## Material supplied

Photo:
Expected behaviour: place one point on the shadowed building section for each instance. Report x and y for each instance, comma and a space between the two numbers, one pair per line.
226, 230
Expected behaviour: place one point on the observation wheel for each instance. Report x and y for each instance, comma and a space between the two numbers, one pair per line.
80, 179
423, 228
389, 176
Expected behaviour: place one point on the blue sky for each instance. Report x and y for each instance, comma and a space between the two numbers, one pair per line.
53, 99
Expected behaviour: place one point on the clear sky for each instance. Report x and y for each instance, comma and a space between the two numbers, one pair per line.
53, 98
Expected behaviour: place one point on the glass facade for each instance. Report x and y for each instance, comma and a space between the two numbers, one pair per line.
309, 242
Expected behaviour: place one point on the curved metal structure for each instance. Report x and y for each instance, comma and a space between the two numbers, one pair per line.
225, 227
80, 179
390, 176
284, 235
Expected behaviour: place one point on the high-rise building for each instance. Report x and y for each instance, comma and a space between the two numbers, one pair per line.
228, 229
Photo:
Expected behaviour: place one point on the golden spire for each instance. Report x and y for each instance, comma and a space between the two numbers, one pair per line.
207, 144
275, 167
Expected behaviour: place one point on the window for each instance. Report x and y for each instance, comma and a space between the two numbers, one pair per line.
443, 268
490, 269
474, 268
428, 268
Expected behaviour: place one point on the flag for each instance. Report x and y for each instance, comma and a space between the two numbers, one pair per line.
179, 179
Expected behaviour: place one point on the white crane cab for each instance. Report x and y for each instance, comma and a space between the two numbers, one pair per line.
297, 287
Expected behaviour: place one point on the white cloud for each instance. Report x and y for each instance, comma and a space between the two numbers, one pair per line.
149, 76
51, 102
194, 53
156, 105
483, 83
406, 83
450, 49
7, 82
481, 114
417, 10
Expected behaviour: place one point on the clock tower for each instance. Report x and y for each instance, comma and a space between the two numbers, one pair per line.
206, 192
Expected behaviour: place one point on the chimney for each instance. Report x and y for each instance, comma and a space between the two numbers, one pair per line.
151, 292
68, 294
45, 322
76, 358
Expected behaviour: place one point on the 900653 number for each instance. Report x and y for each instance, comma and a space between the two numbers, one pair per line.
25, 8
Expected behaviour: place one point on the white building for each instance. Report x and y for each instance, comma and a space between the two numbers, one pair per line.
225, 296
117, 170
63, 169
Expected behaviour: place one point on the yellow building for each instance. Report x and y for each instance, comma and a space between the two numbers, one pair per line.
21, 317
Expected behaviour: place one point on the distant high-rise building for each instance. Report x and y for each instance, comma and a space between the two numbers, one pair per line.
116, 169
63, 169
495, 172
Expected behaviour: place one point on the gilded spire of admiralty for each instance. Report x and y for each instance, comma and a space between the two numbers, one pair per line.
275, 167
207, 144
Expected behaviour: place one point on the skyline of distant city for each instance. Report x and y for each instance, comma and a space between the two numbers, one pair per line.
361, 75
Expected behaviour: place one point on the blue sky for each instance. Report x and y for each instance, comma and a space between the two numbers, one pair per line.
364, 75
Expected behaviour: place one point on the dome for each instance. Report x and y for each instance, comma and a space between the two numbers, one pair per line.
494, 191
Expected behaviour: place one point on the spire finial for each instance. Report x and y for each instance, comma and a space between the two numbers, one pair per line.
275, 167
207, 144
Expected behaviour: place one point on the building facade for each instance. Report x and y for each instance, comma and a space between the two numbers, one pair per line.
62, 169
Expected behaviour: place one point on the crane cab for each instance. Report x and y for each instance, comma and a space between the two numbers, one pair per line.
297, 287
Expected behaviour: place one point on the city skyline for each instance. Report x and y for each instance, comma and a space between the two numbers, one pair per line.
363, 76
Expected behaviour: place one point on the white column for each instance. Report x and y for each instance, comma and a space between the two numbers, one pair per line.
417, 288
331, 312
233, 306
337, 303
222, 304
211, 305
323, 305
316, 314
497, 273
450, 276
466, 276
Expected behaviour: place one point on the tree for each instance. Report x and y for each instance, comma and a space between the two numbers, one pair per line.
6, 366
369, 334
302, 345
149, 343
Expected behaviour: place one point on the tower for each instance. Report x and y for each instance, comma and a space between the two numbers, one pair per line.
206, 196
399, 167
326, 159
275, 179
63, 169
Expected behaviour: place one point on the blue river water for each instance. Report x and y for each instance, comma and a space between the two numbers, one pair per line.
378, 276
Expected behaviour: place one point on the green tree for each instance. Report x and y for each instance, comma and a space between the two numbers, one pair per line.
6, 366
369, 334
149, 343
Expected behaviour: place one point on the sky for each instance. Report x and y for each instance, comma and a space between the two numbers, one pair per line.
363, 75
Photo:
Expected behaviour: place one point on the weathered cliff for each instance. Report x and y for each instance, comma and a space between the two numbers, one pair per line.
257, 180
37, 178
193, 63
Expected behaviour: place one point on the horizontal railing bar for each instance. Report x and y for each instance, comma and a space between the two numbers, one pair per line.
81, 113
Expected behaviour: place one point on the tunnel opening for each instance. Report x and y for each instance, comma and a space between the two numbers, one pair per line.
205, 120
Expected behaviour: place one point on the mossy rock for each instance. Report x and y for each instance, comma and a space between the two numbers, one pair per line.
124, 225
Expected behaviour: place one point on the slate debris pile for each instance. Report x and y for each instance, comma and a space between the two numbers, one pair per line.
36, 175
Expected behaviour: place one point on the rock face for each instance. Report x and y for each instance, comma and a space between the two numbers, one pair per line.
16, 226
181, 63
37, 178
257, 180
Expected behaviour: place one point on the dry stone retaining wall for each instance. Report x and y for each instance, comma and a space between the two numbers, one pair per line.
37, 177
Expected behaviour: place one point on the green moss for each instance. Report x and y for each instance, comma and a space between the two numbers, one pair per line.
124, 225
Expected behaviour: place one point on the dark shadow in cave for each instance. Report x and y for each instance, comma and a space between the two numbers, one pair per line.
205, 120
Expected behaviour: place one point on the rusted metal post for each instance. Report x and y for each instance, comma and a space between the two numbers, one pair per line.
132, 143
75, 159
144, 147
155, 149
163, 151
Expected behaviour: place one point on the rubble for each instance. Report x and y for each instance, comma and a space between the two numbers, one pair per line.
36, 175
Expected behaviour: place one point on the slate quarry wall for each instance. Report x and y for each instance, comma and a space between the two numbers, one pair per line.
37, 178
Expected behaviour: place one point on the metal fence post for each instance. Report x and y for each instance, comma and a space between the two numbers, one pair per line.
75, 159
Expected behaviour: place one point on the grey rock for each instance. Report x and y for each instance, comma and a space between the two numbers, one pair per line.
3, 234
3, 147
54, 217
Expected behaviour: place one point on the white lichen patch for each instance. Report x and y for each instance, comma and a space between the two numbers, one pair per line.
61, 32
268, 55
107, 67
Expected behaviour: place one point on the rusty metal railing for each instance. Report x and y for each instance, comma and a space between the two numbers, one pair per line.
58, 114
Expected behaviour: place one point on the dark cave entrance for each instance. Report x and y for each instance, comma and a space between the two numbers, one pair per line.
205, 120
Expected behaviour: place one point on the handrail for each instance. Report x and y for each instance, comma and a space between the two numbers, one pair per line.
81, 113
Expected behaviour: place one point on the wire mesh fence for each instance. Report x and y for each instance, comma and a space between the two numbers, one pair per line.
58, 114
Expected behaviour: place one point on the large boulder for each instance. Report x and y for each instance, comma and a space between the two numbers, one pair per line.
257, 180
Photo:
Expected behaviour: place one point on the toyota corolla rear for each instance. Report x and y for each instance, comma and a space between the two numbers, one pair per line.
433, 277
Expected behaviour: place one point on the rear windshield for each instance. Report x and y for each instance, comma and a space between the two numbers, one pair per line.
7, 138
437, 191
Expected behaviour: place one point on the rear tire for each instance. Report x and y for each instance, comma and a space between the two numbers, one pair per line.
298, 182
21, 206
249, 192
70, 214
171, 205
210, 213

## Instructions for the task
Exactly as shown above, return every record.

## Final result
Photo:
Expected behaviour: place one point on the shadowed building section for each instance. Report x and y for each instance, comma and a space between the two numbers, one pair per line.
226, 230
Expected behaviour: place one point on the observation wheel for each instance. Report x and y for each instance, comma and a space between the two numbers, one pair per line.
80, 179
423, 228
389, 176
Expected behaviour: place one point on the blue sky for each instance. Report x and y for each instance, comma and a space between the two numbers, one pair per line.
53, 99
Expected behaviour: place one point on the clear sky for each instance. Report x and y for each instance, comma and a space between the two numbers, one pair per line.
53, 98
Expected behaviour: place one point on the glass facade for each instance. Report x and y for each instance, comma and a space between the two numbers, one pair per line.
309, 242
Expected behaviour: place one point on the curved metal structure for each instance. Report x and y for each instance, comma and a space between the two numbers, one pair per line.
225, 227
80, 179
390, 176
284, 235
Expected behaviour: place one point on the high-rise building for each instance. Report x and y for each instance, comma and a space between the two numbers, one pair per line.
228, 229
Photo:
Expected behaviour: place one point on the golden spire for each instance. Report x and y for each instance, comma and a space between the two numbers, one pair per line.
207, 144
275, 167
Expected behaviour: place one point on the window for each instance. Report x and y for each instance, comma and a space between the two numbers, one pair per line.
443, 268
490, 269
474, 268
428, 268
Expected behaviour: place one point on the flag for each instance. Report x and y for each instance, comma and a space between the two numbers, one pair per line.
179, 179
Expected behaviour: place one point on the white crane cab for each instance. Report x and y for each instance, comma and a space between the two numbers, one pair per line.
297, 287
Expected behaviour: place one point on the white cloud for each instance. Report x and y for each instance, comma and a space between the two numbers, one pair per line.
149, 76
51, 102
194, 53
156, 105
483, 83
406, 83
450, 49
7, 82
481, 114
417, 10
Expected behaviour: place one point on the clock tower for each instance. Report x and y for each instance, comma and a space between the two numbers, one pair per line.
206, 192
Expected behaviour: place one point on the chimney for each instance. Report x and y for each instance, comma and a space between the two numbers, one pair per line.
151, 292
68, 294
45, 322
76, 358
Expected behaviour: place one point on the 900653 number for each instance. Report x and y for each instance, comma and a space between the two numbers, one pair per line.
25, 8
Expected behaviour: place one point on the white building for each instance. Report x and y for each instance, comma and a space between the two numbers, one pair per line.
225, 296
117, 170
63, 169
Expected behaviour: place one point on the yellow building for each instance. Report x and y for each instance, comma and a space between the two numbers, one pair per line.
21, 317
Expected behaviour: place one point on the distant high-rise building for each instance. Report x and y for each instance, comma and a space between the two numbers, one pair per line.
116, 169
63, 169
495, 172
Expected behaviour: place one point on the gilded spire of admiralty for each instance. Report x and y for each instance, comma and a space between the two numbers, one pair per line.
275, 167
207, 144
Expected behaviour: place one point on the skyline of distant city for each instance. Report x and y for each instance, comma and a space between the two numbers, one pair per line.
361, 75
Expected behaviour: place one point on the blue sky for each instance. Report x and y for each instance, comma and a space between the two numbers, one pair per line.
364, 75
Expected behaviour: place one point on the dome for each instance. Report x and y for each instance, comma and a space between the two numbers, one pair per line.
494, 191
Expected behaviour: place one point on the spire finial for each instance. Report x and y for each instance, comma and a space between the two numbers, one pair per line.
275, 167
207, 144
Expected behaviour: place one point on the building facade for each instance. Report x and y for each instance, comma and a space between the two numbers, one pair per line.
62, 169
Expected behaviour: place one point on the crane cab for each instance. Report x and y for each instance, comma and a space between the two numbers, one pair per line.
297, 287
Expected behaviour: place one point on the city skyline for each instance. Report x and y for each instance, comma and a space between the two numbers, one pair per line.
363, 76
Expected behaviour: place one point on the white column for each instance. Report x and y for each instance, comma and a space between the two numbers, one pair per line.
417, 288
331, 312
233, 306
337, 303
222, 304
211, 305
323, 305
316, 314
497, 273
450, 276
466, 276
Expected behaviour: place one point on the tree for each instance. Report x and y for each instance, comma and a space between the two numbers, one pair per line.
6, 366
369, 334
302, 345
149, 343
Expected behaviour: place one point on the tower for each instance. Report x and y for each instance, comma and a space between the two numbers, one pair per line.
206, 196
399, 167
326, 159
275, 179
63, 169
Expected behaviour: place one point on the blue river water for each instance. Report x and y for each instance, comma and a space between the two numbers, one pair per line.
378, 276
Expected behaviour: place one point on the green tree for each instance. Report x and y for each instance, comma and a space between the two numbers, one pair per line.
6, 366
369, 334
149, 343
Expected behaviour: place one point on the sky for each instance. Report x and y for each instance, comma and a space between the two numbers, one pair per line.
363, 75
Photo:
Expected behaviour: place one point on the weathered cliff for each instance. Report x and y for each instance, comma and a space between the two numbers, one pair per line.
257, 180
37, 178
193, 63
Expected behaviour: place one point on the horizontal railing bar for each instance. Report x and y for each instance, comma and a space between the two numbers, one pair per line.
81, 113
Expected behaviour: place one point on the tunnel opening for each instance. Report x and y for each instance, comma and a space between the two numbers, one pair per line.
205, 120
Expected behaviour: place one point on the mossy rock for each instance. Report x and y for each instance, comma and a space between the two numbers, one pair per line.
124, 225
Expected behaviour: place one point on the slate debris pile for each instance. Report x and y for each instance, comma and a space between the two numbers, one pair per line.
36, 175
Expected behaviour: place one point on the rock face for each instance. Report x and y for each instance, comma and a space between the two numbers, one pair per line.
16, 226
181, 63
37, 178
257, 180
Expected behaviour: place one point on the dry stone retaining wall for each instance. Report x and y for each instance, comma and a space between the two numbers, one pair per line.
37, 177
Expected behaviour: place one point on the green moss for each instance. Report x and y for each instance, comma and a space between the two numbers, one pair per line.
124, 225
Expected behaviour: place one point on the dark shadow in cave for each instance. Report x and y for each instance, comma and a space between the two numbers, one pair per line.
205, 120
Expected behaviour: place one point on the rusted metal post for each instance. Report x and y for each instance, comma and a space between the two numbers, one pair per line.
132, 143
75, 159
144, 147
155, 149
163, 151
Expected behaviour: place one point on the rubble for each instance. Report x and y for each instance, comma and a space between the two numbers, one pair per line.
36, 175
Expected behaviour: place one point on the slate quarry wall for each instance. Report x and y for each instance, comma and a space between the two numbers, one pair per line.
37, 178
Expected behaviour: place one point on the metal fence post for each instance. Report x and y for each instance, comma and a space between the two numbers, one pair per line.
75, 159
Expected behaviour: place one point on the grey rock for each instance. Report x and y for each instance, comma and a space between the two numbers, one pair per line.
3, 234
3, 147
54, 217
Expected behaviour: place one point on the white lichen patch for each instance. Report x and y for each instance, comma and a space between the two numbers, one pair per line.
61, 32
268, 55
107, 67
Expected behaviour: place one point on the rusty metal railing for each instance. Report x and y for each instance, comma and a space between the two numbers, one pair per line.
58, 114
Expected behaviour: place one point on the dark cave entrance for each instance. Report x and y for each instance, comma and a space between the two numbers, one pair per line.
205, 120
Expected behaviour: place one point on the handrail for each instance. Report x and y for each instance, comma and a space between the two numbers, one pair per line.
81, 113
Expected behaviour: place one point on the wire mesh fence for each instance. Report x and y for each instance, comma and a space between the two numbers, one pair per line.
58, 114
Expected behaviour: place one point on the large boulder for each instance. Report x and y for each instance, comma and a space between the two numbers, one pair per line.
257, 180
Photo:
Expected behaviour: place one point on the toyota corolla rear for each instance. Report x and y for each instance, comma and a space between the two numbers, one pair per line.
433, 277
Expected behaviour: place one point on the rear windshield for each instance. Report x and y for each instance, comma and a space between the two numbers, one pair per line.
7, 138
437, 191
Expected behaviour: place one point on the rear tire for each instance. Report x and y for each instance, comma and a space between the two numbers, one pair per line.
298, 182
21, 206
249, 192
70, 214
171, 205
210, 213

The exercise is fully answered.